----- Quoted text

22 August 2009 • 9:27pm
Save perhaps for his fondness for pet tigers, Saif al-Islam could be said to enjoy much in common with Lord Mandelson, who he met at the Rothschild family estate in Corfu only days before the release of the Lockerbie bomber.
Yet as he escorted Abdelbaset Ali Mohmed al Megrahi back home to Libya on a private jet last week, the 37-year-old son of Colonel Gaddafi showed he also has his father's ability for mischief making.
In a TV broadcast recorded on the plane, he sparked a new row between Britain and Libya by claiming that the release of the Pan Am culprit had indeed been linked to lucrative business deals - despite Downing Street's insistence that it was purely a matter for the Scottish government.
"It is to be said for the first time, you were present on the table in all commercial, oil and gas agreements that we supervised in that period," he told Megrahi, as the pair sat together in the private jet's luxury lounge. "You were on the table in all British interests when it came to Libya, and I personally supervised this matter."
His comments, which were released late on Friday night, were recorded for Libya's Al Motawasset TV, a new channel launched by Saif al-Islam only a few days ago. Given his roving role at the centre of Libyan politics, it may not be the last political "exclusives" that he has to offer.
With every step that the North African state has taken to end its pariah status, he has played a central role - be it the talks to end Libya's secret nuclear programme, recent prisoner releases, or lucrative trade deals. His fluent English, and ability to act as the acceptable face of the Gaddafi family, has seen him cultivate a dazzling array of contacts, ranging from the Duke of York and Lord Mandelson through to American billionaires, yacht-owners and party hosts.
Born the second oldest of seven of Col Gaddafi's sons, the young Saif al-Islam experienced the international hostility to his father's regime at first hand, losing a four-year-old sister to a US missile attack on the family home in Tripoli in 1984. But in keeping with the unpredictable nature of his father's regime, he grew not into a fellow revolutionary firebrand, nor a spoilt Arab playboy, but as an earnest young man with an interest in progressive politics and the reform of his country.

----------
----- Given material

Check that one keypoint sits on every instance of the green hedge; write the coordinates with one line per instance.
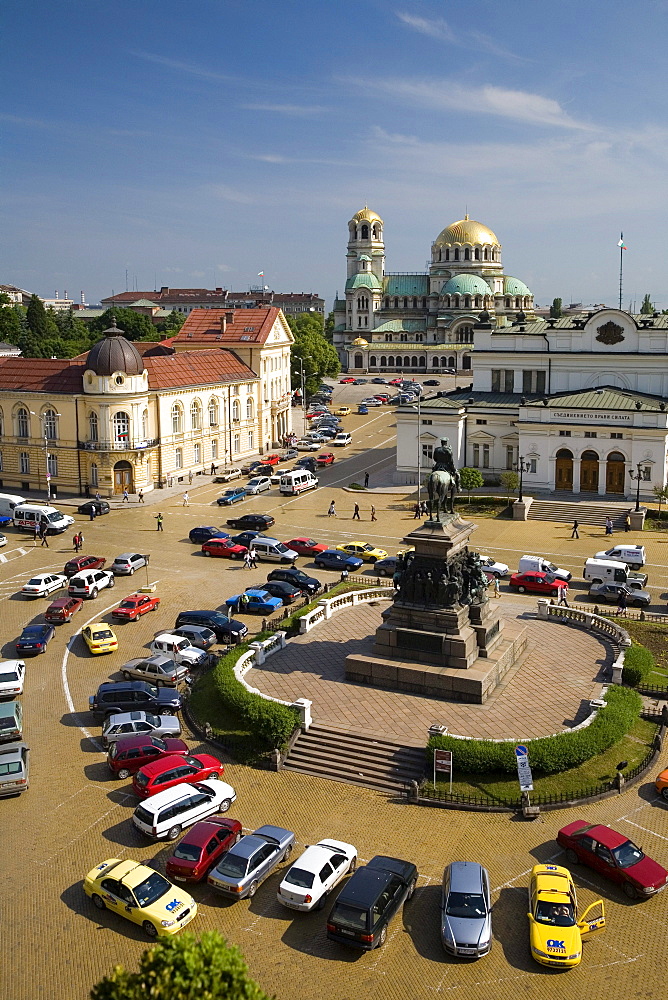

----------

Problems and tasks:
a. Answer these questions from the article on Saif al-Islam:
(i) Where did Saif al-Islam meet Lord Mandelson?
(ii) Which TV channel were his comments on the plane recorded for?
(iii) In what year was the family home in Tripoli hit by a US missile attack?
b. Reproduce a passage of the article on Saif al-Islam word for word. Begin at the words "His comments, which" and stop after "has to offer.".
c. Summarize the article on Saif al-Islam in two sentences.
The listing isn't needed for anything here.

Results for each task:
a.
(i) At the Rothschild family estate in Corfu
(ii) Libya's Al Motawasset TV
(iii) 1984

b.
His comments, which were released late on Friday night, were recorded for Libya's Al Motawasset TV, a new channel launched by Saif al-Islam only a few days ago. Given his roving role at the centre of Libyan politics, it may not be the last political "exclusives" that he has to offer.

c. While escorting Megrahi home to Libya, Colonel Gaddafi's 37-year-old son Saif al-Islam claimed in a TV broadcast recorded on the plane that the release was linked to lucrative business deals, sparking a new row between Britain and Libya. He has played a central role in Libya's efforts to end its pariah status and has cultivated a wide range of contacts, having grown into an earnest young man interested in progressive politics and the reform of his country.